* Exercise: How many lines of the material contain the string "baseboard"? Reply with the number only.

* Material:
>> START
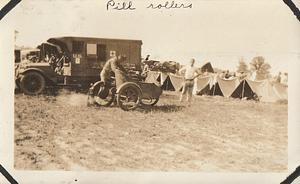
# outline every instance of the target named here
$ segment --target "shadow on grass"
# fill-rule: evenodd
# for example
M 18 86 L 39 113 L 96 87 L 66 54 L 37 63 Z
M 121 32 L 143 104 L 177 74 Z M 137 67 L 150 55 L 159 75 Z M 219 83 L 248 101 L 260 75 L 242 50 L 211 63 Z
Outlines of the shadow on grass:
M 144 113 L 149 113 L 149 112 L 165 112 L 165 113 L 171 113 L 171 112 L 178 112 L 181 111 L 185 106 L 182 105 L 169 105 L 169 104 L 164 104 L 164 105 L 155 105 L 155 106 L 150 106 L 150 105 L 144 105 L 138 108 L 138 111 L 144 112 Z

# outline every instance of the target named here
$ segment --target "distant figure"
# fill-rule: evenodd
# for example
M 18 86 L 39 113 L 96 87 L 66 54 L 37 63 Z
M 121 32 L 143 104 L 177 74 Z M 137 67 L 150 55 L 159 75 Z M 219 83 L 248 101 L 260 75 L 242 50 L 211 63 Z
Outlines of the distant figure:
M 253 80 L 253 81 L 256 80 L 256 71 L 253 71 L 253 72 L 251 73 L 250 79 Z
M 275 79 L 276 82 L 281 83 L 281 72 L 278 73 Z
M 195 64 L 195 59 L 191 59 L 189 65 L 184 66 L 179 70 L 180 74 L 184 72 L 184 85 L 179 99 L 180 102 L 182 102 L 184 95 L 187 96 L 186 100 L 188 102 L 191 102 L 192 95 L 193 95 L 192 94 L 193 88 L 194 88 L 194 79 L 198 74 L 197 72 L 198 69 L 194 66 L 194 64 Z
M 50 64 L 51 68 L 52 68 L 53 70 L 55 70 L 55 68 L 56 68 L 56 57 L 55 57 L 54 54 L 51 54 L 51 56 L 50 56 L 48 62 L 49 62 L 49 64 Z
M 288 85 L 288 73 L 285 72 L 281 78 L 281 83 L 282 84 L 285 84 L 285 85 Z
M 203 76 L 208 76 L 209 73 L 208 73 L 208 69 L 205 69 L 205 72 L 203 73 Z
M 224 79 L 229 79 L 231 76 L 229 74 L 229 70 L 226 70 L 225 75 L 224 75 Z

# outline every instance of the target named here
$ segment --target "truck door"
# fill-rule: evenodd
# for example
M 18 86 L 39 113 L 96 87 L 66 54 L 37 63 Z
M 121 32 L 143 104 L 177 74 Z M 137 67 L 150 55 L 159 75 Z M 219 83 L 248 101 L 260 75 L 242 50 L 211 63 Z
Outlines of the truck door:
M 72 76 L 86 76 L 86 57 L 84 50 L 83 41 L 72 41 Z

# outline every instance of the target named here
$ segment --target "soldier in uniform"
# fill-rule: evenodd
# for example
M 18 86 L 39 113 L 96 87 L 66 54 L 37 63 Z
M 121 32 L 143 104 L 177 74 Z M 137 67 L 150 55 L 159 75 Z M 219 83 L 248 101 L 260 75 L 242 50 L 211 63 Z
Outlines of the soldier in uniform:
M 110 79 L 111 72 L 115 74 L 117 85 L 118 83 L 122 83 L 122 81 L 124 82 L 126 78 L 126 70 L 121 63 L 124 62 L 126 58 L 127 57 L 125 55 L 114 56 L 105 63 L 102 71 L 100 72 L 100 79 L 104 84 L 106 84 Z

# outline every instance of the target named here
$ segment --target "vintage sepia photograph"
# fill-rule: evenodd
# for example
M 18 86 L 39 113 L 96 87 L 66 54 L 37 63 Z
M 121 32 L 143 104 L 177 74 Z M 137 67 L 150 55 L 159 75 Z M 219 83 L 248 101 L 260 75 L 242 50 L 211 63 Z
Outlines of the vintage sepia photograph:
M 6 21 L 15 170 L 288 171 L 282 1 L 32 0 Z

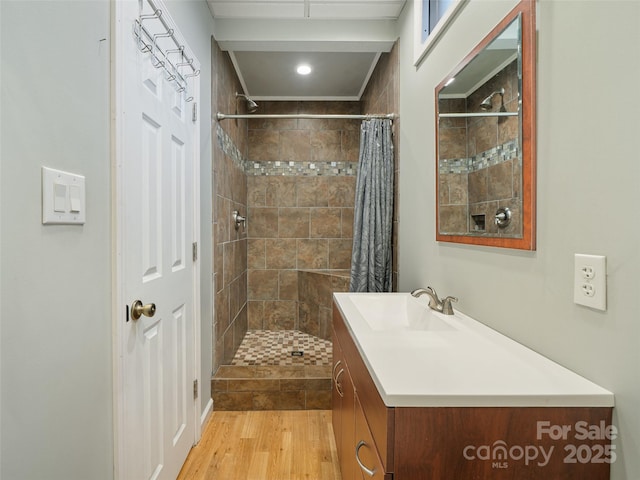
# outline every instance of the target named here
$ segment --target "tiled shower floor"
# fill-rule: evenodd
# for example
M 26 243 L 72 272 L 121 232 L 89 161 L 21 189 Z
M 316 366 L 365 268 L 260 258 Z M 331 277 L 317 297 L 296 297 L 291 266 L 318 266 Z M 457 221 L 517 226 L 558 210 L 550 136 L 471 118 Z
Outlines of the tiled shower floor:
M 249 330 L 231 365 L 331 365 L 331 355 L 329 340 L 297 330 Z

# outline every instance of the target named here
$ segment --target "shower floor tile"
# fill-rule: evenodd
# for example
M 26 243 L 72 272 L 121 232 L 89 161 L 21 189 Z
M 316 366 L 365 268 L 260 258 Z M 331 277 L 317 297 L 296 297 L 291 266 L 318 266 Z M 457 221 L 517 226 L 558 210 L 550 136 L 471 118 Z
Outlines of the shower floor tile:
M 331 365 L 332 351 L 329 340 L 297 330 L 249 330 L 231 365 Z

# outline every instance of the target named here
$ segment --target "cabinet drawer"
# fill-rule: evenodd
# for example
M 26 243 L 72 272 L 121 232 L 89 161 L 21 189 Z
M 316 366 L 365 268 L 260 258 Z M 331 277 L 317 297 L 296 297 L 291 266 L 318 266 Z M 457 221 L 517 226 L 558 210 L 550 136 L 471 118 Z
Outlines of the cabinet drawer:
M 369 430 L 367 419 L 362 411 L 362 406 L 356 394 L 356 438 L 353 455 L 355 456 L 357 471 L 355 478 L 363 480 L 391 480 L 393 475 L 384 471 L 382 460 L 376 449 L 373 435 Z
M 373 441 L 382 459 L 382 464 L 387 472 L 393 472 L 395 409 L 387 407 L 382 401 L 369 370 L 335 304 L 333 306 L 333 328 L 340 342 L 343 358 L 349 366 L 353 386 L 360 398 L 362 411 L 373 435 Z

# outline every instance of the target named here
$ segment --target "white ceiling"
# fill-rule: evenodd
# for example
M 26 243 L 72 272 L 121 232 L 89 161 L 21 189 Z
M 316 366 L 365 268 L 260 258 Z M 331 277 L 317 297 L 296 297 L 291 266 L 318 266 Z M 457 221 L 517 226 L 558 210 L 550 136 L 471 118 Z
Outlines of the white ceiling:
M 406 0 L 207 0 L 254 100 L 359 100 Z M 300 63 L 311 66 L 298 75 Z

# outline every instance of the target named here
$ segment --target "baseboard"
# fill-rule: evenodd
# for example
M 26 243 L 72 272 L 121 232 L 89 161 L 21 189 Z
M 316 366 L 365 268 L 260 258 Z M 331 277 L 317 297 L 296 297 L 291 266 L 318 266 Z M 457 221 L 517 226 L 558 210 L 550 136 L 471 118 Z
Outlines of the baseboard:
>> END
* Response: 2